++++ Provided records

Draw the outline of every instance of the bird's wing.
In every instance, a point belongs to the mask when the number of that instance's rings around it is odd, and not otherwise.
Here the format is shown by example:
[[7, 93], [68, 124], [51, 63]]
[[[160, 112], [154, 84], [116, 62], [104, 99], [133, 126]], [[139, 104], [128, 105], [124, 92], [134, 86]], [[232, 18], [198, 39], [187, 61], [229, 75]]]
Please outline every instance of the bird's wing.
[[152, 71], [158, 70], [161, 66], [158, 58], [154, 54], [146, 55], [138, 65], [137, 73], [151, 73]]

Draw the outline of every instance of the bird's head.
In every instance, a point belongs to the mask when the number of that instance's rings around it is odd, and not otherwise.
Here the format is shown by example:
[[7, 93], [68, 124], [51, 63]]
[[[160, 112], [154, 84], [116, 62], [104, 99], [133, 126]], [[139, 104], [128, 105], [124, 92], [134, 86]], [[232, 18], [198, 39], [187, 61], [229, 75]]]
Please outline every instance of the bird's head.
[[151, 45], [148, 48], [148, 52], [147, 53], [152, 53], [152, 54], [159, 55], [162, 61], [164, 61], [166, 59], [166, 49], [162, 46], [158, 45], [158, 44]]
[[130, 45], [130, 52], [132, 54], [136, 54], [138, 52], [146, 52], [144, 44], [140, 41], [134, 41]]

++++++++

Reproduce every line of the listing above verbatim.

Draw the outline of every instance of the bird's wing.
In every instance, a point belongs to the mask when the number of that instance's rings around it is odd, and not otherwise.
Here the format is shown by example:
[[7, 93], [68, 124], [51, 63]]
[[[160, 112], [154, 84], [116, 62], [104, 99], [133, 126]], [[139, 104], [128, 105], [124, 92], [134, 86]], [[232, 18], [198, 39], [187, 61], [229, 75]]]
Please outline every instance of the bird's wing.
[[152, 71], [158, 70], [161, 66], [158, 58], [154, 54], [146, 55], [138, 65], [137, 73], [151, 73]]

Draw the outline of every instance of the bird's head.
In every instance, a point belongs to the mask when the number of that instance's rings around it is odd, and not otherwise.
Here the format is shown by example:
[[7, 93], [68, 124], [51, 63]]
[[[160, 112], [154, 84], [116, 62], [104, 99], [133, 126]], [[139, 104], [128, 105], [124, 92], [134, 86]], [[232, 18], [198, 39], [187, 61], [229, 75]]]
Please outline every instance of the bird's head.
[[151, 45], [148, 48], [148, 52], [147, 53], [152, 53], [152, 54], [159, 55], [162, 61], [164, 61], [166, 59], [166, 49], [162, 46], [158, 45], [158, 44]]
[[130, 45], [130, 52], [132, 54], [136, 54], [138, 52], [146, 52], [144, 44], [140, 41], [134, 41]]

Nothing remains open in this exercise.